* _Short task_: Begin at the line that has "Game engine object recognition — detect firefighter in" and stop after the line that has "155, 0, 768, 236". Write out every line in that span, and add 107 to each coordinate value in the answers.

--

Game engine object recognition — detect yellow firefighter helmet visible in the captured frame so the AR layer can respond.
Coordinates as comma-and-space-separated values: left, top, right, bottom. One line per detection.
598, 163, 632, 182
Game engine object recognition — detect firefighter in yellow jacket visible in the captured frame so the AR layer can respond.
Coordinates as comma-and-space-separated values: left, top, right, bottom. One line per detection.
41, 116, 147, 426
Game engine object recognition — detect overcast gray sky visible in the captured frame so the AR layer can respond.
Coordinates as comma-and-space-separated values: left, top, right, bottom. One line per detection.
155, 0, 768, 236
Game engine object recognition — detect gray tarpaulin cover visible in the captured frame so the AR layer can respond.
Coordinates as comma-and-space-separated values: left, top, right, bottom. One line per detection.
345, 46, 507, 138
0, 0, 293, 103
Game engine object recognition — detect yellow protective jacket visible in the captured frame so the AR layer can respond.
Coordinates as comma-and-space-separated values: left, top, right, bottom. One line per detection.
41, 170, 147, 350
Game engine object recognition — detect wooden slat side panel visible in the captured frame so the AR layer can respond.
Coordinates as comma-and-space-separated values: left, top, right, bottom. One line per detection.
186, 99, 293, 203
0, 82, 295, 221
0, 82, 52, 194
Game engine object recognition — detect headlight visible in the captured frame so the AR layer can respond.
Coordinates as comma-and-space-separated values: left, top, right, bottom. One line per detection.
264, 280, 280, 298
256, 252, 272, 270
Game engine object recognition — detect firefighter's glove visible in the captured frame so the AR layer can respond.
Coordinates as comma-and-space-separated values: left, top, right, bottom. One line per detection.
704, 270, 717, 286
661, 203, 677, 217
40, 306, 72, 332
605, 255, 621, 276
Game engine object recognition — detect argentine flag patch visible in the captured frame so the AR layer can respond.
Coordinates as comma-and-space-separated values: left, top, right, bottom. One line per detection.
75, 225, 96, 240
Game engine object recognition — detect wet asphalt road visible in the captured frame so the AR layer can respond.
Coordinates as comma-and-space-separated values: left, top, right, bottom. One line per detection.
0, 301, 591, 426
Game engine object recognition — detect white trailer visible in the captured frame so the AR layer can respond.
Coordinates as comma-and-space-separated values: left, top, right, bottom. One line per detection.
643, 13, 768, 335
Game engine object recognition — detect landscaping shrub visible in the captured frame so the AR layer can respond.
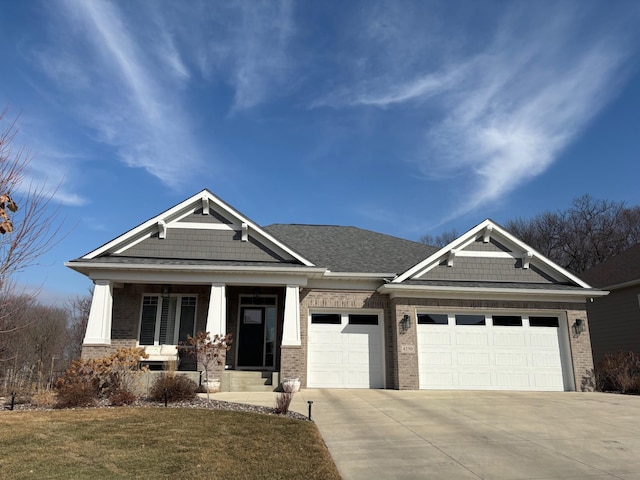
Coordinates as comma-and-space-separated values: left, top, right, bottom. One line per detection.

--

* _Expected answer_:
Game engine object recognition — detect firefighter in yellow jacket visible in the captured frame so the AR layer can respond.
Coordinates as comma-and-space-separated values: left, top, right, bottom. One line per detection.
148, 223, 254, 533
Game engine object recognition — detect overcast gray sky visible in the captured frame so the AR layer can respond.
Coordinates as comma-and-space-separated values: left, top, right, bottom. One line per detection.
262, 107, 875, 343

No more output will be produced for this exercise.